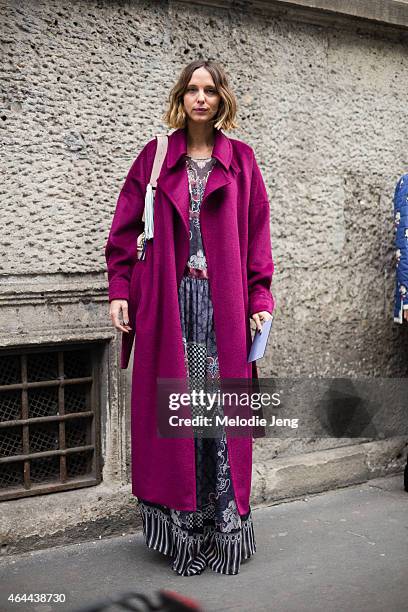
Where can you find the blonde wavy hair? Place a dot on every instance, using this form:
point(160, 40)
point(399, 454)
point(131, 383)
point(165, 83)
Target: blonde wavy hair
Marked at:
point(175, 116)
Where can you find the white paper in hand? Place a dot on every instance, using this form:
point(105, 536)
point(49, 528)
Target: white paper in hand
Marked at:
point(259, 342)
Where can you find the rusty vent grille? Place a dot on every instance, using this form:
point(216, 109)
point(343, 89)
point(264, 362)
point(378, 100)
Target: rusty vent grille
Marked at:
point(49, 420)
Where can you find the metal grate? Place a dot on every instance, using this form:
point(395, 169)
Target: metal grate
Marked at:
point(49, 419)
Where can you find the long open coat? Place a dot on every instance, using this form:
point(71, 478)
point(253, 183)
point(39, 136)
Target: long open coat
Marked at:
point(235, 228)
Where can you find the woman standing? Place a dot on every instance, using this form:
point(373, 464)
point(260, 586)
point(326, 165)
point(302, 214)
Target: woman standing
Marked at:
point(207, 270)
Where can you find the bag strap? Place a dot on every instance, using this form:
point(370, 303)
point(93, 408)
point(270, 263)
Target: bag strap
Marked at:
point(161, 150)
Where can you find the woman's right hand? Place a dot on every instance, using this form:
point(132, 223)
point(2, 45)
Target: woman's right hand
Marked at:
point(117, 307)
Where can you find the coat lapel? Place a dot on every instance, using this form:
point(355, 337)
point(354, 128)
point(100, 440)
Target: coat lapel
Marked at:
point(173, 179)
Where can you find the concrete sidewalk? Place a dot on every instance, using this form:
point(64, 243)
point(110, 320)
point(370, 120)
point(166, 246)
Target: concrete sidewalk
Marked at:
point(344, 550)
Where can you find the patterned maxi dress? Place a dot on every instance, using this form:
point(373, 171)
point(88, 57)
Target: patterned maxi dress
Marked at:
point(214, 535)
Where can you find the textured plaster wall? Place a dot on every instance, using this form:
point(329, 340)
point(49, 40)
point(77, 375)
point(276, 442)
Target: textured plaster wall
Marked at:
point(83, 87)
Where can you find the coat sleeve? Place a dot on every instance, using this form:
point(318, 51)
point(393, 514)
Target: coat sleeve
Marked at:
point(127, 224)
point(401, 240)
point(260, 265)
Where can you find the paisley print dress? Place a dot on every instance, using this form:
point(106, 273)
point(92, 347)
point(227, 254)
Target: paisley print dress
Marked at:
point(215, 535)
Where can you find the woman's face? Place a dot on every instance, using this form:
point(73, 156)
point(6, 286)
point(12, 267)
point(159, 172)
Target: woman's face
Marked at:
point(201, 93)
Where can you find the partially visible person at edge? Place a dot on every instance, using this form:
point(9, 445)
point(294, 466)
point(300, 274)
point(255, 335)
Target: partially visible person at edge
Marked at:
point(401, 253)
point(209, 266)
◆ ◆ ◆ ◆ ◆ ◆ ◆
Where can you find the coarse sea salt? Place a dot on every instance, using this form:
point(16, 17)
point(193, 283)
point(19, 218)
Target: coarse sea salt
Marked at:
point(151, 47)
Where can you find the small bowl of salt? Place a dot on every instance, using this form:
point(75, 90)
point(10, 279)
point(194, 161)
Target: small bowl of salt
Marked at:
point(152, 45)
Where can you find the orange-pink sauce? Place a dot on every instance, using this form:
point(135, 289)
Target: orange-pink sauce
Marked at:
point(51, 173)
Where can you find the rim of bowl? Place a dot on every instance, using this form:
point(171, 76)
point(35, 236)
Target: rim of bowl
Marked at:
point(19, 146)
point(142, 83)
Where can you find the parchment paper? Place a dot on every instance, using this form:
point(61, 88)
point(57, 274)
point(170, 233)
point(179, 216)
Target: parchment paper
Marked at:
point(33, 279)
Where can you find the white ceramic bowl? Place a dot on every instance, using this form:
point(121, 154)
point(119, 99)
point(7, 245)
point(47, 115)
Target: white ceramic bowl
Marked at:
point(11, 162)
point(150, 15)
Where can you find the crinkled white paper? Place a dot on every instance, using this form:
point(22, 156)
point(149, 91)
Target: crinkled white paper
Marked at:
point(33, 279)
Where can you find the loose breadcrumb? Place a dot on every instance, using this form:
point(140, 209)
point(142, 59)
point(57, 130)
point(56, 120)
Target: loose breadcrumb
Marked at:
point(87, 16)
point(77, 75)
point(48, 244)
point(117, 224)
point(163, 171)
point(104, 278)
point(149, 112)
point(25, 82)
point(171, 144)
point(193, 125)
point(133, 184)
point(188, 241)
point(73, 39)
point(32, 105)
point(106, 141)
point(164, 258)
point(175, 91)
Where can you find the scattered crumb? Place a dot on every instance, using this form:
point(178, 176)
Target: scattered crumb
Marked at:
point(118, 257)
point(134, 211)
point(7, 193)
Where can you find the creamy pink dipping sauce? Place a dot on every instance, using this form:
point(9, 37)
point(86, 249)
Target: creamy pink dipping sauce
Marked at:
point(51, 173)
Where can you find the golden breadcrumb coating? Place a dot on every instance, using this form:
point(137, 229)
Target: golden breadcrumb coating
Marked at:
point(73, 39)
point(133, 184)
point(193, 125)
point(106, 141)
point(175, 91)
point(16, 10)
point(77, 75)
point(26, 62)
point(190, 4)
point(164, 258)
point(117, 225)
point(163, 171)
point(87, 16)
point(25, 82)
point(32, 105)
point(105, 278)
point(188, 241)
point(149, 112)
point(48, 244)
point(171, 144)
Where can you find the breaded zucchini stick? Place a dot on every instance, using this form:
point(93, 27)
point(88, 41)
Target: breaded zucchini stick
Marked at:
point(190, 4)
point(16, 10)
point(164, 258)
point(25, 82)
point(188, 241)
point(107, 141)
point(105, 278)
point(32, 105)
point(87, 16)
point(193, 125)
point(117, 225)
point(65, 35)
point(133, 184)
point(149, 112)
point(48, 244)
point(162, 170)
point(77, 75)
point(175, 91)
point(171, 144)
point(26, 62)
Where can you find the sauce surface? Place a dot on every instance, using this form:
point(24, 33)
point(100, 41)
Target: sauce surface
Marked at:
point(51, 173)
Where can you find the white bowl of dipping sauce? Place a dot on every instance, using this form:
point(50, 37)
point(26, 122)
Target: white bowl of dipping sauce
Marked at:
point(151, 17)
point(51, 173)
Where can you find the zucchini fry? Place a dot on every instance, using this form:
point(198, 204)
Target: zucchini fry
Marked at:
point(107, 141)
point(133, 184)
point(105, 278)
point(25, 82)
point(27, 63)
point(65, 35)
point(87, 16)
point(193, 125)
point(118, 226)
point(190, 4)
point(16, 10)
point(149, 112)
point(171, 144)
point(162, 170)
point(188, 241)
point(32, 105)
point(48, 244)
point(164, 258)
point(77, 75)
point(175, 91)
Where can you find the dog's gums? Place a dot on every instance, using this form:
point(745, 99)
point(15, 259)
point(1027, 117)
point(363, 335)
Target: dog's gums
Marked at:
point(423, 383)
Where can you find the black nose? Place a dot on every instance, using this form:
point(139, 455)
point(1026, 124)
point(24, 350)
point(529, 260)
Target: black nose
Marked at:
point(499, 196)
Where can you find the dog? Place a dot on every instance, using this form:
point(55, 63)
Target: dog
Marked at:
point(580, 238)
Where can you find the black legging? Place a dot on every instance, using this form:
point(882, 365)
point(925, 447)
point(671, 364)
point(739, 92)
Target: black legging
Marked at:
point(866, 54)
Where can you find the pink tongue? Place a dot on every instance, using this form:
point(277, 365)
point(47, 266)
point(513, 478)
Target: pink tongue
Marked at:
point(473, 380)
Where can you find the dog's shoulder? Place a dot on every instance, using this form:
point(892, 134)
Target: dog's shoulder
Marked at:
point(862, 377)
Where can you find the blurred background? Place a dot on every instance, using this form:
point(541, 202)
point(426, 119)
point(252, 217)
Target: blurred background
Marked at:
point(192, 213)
◆ ◆ ◆ ◆ ◆ ◆ ◆
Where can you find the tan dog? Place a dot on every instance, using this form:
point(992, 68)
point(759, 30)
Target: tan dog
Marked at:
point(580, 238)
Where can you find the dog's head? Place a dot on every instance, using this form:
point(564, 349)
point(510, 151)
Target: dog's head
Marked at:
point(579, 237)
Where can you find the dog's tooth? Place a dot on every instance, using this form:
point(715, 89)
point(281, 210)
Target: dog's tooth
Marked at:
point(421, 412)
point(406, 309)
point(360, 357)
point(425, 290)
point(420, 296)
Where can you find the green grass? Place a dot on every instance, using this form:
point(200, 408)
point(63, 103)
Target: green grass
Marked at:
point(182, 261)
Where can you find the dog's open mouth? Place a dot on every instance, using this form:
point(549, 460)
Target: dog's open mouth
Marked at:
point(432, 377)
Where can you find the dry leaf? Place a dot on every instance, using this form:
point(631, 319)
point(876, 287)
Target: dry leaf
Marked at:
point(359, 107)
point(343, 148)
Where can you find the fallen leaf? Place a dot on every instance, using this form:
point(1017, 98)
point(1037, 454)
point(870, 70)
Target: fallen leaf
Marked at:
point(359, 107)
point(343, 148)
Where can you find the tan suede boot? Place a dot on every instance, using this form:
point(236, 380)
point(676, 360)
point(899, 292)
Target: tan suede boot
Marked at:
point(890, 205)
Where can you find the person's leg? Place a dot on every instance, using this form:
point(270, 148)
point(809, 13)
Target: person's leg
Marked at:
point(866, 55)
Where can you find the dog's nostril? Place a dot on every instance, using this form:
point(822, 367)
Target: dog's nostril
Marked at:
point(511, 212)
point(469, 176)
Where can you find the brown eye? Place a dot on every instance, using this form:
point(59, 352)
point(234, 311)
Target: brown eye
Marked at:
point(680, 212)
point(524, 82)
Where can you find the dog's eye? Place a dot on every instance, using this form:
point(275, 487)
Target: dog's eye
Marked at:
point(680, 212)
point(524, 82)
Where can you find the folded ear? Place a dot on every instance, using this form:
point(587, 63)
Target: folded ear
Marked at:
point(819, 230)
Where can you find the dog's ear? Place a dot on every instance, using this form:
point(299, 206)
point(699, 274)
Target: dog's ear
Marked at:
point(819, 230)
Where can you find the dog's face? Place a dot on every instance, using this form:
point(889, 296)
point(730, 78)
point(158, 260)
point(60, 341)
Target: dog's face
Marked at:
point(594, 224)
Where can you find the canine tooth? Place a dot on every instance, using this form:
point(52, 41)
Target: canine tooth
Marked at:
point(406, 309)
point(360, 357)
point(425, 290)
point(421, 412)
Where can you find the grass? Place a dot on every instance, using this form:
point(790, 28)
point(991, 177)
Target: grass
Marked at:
◆ ◆ ◆ ◆ ◆ ◆ ◆
Problem to work on:
Starting with the line containing "Where can you find the black nose?" and going on through the line containing "point(192, 213)", recast the records above as a Markdown table with a Row column numbering each line and a Line column holding its text. Leave out blank lines.

Task response:
| Row | Line |
|---|---|
| 1 | Where can you find the black nose? Place a dot on every instance, using this form: |
| 2 | point(139, 455) |
| 3 | point(1026, 124) |
| 4 | point(24, 350) |
| 5 | point(529, 260) |
| 6 | Target: black nose |
| 7 | Marked at: |
| 8 | point(499, 196) |
| 9 | Where can you find the dog? Place a dot on every instance, using this form: |
| 10 | point(55, 63) |
| 11 | Target: dog |
| 12 | Marked at: |
| 13 | point(580, 238) |
| 14 | Where can you find the black legging? Place a dot on every instance, using this form: |
| 15 | point(882, 365) |
| 16 | point(925, 447) |
| 17 | point(671, 364) |
| 18 | point(739, 92) |
| 19 | Target: black legging |
| 20 | Marked at: |
| 21 | point(866, 54) |
| 22 | Where can you find the pink tongue? Place a dot on every instance, using this form: |
| 23 | point(277, 365) |
| 24 | point(47, 266) |
| 25 | point(513, 478) |
| 26 | Target: pink tongue |
| 27 | Marked at: |
| 28 | point(473, 380) |
| 29 | Where can you find the dog's shoulder? Place a dot on every instance, using this form: |
| 30 | point(892, 134) |
| 31 | Target: dog's shoulder |
| 32 | Marked at: |
| 33 | point(862, 377) |
| 34 | Where can you find the blurred background? Place a dot on every instance, using this form: |
| 35 | point(541, 202) |
| 36 | point(426, 119) |
| 37 | point(252, 217) |
| 38 | Target: blurred background |
| 39 | Marked at: |
| 40 | point(192, 213) |